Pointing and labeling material
▼
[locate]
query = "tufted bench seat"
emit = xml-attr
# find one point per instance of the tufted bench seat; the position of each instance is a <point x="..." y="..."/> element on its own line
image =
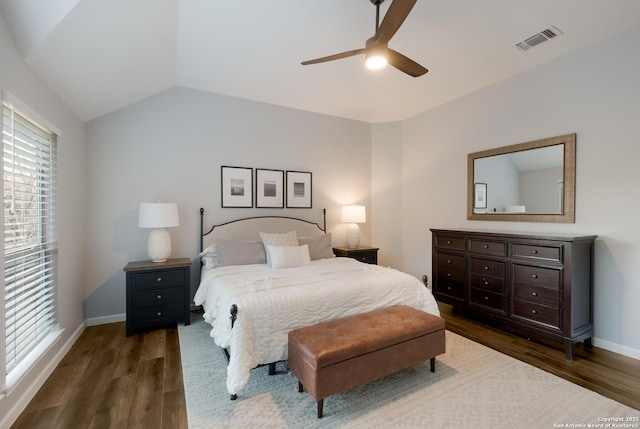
<point x="335" y="356"/>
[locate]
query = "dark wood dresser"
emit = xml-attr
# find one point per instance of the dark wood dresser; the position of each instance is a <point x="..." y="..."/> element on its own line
<point x="535" y="286"/>
<point x="157" y="293"/>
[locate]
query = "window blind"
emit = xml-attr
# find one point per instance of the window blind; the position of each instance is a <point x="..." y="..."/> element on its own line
<point x="30" y="236"/>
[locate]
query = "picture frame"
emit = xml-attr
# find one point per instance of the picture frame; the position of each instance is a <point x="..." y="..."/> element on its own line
<point x="480" y="196"/>
<point x="299" y="189"/>
<point x="237" y="186"/>
<point x="269" y="188"/>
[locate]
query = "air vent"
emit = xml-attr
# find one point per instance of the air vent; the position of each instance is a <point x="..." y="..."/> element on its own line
<point x="536" y="39"/>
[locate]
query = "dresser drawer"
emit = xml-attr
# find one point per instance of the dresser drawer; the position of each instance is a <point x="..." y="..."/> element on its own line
<point x="158" y="297"/>
<point x="537" y="295"/>
<point x="538" y="252"/>
<point x="537" y="276"/>
<point x="488" y="268"/>
<point x="155" y="316"/>
<point x="489" y="283"/>
<point x="487" y="299"/>
<point x="487" y="247"/>
<point x="536" y="313"/>
<point x="154" y="279"/>
<point x="450" y="243"/>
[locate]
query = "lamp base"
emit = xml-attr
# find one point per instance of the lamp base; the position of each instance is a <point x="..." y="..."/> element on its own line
<point x="353" y="236"/>
<point x="159" y="245"/>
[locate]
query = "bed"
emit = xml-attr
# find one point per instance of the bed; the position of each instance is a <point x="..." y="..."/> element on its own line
<point x="264" y="276"/>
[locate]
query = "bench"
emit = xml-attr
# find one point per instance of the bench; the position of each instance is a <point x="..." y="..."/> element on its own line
<point x="335" y="356"/>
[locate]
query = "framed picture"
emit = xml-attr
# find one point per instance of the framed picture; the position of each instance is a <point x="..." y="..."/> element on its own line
<point x="237" y="186"/>
<point x="269" y="188"/>
<point x="480" y="196"/>
<point x="298" y="189"/>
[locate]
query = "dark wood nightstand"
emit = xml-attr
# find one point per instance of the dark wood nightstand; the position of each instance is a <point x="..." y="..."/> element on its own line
<point x="361" y="253"/>
<point x="157" y="293"/>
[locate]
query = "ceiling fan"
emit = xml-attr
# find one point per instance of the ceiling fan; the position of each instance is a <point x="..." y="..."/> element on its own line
<point x="376" y="50"/>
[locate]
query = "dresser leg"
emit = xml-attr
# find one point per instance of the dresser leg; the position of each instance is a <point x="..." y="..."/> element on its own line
<point x="568" y="349"/>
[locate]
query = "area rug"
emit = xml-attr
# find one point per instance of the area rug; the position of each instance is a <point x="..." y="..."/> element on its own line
<point x="473" y="387"/>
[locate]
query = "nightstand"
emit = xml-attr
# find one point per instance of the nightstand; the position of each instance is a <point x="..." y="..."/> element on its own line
<point x="361" y="253"/>
<point x="157" y="293"/>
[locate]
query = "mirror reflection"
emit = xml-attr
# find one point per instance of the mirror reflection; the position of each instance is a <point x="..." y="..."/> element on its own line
<point x="529" y="181"/>
<point x="526" y="182"/>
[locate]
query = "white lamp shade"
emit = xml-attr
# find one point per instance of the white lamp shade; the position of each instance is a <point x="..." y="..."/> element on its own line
<point x="354" y="214"/>
<point x="158" y="215"/>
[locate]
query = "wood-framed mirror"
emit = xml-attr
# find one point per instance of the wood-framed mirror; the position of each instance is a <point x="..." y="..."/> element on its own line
<point x="525" y="182"/>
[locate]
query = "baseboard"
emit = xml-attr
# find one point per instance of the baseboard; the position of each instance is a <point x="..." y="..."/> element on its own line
<point x="92" y="321"/>
<point x="39" y="380"/>
<point x="617" y="348"/>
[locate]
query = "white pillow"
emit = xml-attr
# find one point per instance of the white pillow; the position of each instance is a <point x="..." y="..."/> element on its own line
<point x="271" y="239"/>
<point x="289" y="256"/>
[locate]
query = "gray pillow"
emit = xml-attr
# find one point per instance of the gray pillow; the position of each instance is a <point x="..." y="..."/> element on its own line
<point x="319" y="247"/>
<point x="230" y="252"/>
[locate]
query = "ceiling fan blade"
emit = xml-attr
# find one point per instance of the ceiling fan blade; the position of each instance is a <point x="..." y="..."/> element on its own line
<point x="334" y="57"/>
<point x="404" y="64"/>
<point x="395" y="16"/>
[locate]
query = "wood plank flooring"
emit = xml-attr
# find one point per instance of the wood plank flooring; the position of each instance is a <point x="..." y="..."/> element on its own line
<point x="108" y="380"/>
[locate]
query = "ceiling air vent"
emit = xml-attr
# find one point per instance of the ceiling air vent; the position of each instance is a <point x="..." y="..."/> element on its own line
<point x="536" y="39"/>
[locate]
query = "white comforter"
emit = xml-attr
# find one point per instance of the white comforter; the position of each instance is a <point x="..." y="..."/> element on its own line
<point x="272" y="302"/>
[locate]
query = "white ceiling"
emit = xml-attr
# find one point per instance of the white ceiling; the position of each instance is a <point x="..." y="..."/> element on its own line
<point x="101" y="55"/>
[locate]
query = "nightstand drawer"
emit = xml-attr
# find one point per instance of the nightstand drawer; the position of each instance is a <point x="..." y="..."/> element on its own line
<point x="154" y="279"/>
<point x="158" y="297"/>
<point x="156" y="316"/>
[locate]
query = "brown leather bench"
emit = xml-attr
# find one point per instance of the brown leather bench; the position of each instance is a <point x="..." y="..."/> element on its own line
<point x="335" y="356"/>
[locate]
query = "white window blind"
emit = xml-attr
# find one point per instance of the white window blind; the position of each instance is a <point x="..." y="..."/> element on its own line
<point x="30" y="237"/>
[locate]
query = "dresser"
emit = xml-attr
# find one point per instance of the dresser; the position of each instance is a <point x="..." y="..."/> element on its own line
<point x="361" y="253"/>
<point x="538" y="286"/>
<point x="157" y="293"/>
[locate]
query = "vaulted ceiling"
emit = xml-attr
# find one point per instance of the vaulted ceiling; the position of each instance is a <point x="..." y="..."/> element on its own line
<point x="101" y="55"/>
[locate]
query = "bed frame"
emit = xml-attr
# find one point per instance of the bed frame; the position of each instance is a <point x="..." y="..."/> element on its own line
<point x="248" y="228"/>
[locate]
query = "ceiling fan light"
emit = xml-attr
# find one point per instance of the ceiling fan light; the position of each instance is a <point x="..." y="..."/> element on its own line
<point x="376" y="61"/>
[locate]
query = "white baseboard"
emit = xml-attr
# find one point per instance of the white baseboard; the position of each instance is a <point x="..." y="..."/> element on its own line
<point x="617" y="348"/>
<point x="106" y="319"/>
<point x="22" y="402"/>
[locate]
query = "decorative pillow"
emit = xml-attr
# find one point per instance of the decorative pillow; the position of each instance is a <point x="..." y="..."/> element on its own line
<point x="319" y="247"/>
<point x="289" y="256"/>
<point x="272" y="239"/>
<point x="230" y="252"/>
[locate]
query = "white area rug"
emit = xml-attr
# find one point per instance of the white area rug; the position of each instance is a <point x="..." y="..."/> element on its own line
<point x="473" y="387"/>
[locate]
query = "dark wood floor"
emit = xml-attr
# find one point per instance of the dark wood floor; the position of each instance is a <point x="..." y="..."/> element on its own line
<point x="108" y="380"/>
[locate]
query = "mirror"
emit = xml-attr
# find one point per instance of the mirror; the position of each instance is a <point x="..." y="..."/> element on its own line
<point x="526" y="182"/>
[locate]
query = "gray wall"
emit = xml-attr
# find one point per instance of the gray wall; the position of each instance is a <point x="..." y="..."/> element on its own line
<point x="594" y="93"/>
<point x="170" y="147"/>
<point x="23" y="84"/>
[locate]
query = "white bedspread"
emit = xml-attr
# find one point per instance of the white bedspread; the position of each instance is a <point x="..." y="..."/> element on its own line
<point x="272" y="302"/>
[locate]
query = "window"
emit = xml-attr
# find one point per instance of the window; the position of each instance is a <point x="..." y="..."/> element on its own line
<point x="30" y="238"/>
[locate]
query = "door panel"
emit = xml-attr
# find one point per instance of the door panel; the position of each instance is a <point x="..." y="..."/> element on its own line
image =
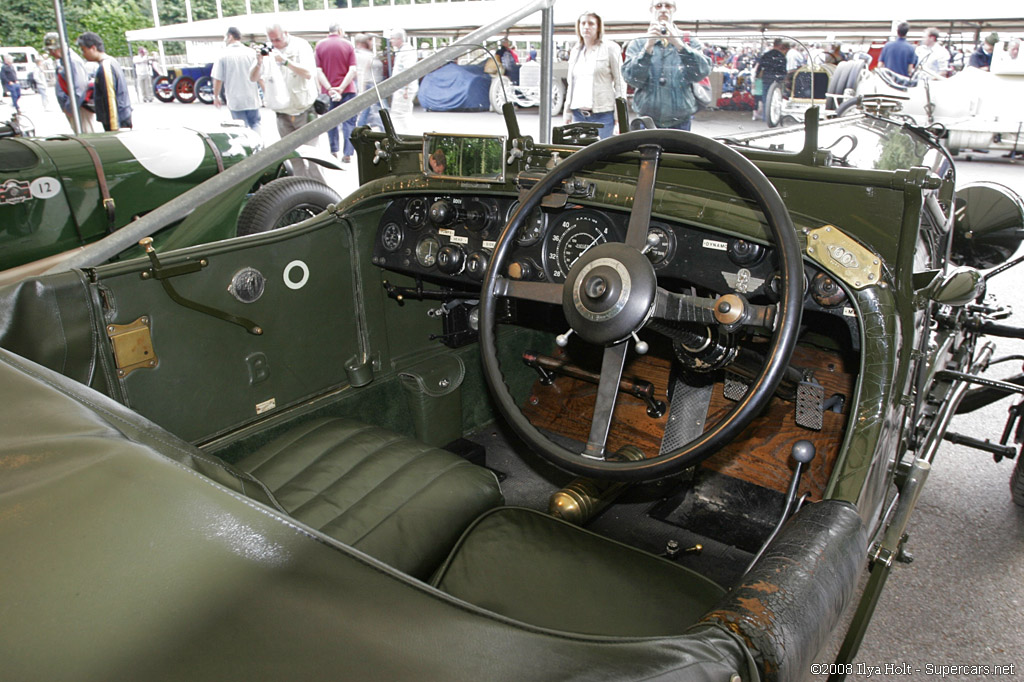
<point x="212" y="376"/>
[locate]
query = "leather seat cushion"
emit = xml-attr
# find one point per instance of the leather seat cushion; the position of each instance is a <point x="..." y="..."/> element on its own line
<point x="545" y="571"/>
<point x="393" y="498"/>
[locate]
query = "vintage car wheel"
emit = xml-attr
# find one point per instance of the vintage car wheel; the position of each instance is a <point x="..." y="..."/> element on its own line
<point x="284" y="202"/>
<point x="611" y="292"/>
<point x="204" y="90"/>
<point x="774" y="100"/>
<point x="162" y="89"/>
<point x="184" y="89"/>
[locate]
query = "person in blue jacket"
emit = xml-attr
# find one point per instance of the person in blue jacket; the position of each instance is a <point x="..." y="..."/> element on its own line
<point x="663" y="67"/>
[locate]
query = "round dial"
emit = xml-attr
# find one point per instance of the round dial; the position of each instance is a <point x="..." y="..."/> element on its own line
<point x="426" y="250"/>
<point x="532" y="229"/>
<point x="660" y="245"/>
<point x="391" y="237"/>
<point x="451" y="259"/>
<point x="571" y="237"/>
<point x="478" y="215"/>
<point x="416" y="211"/>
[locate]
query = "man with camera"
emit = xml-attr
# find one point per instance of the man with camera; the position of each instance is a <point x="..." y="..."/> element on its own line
<point x="288" y="69"/>
<point x="662" y="67"/>
<point x="230" y="77"/>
▲
=== EXERCISE INSTRUCTIONS ===
Pull out every line of the material that contains the string "lamp" and copy each one unchanged.

=== OUTPUT OF THE EXERCISE ===
query = "lamp base"
# find one point per instance of the lamp base; the position of each instance is a <point x="..." y="..."/> element on its own line
query = "white lamp shade"
# find one point per instance of the white lamp shade; the position of each instance is a <point x="..." y="..."/> element on its own line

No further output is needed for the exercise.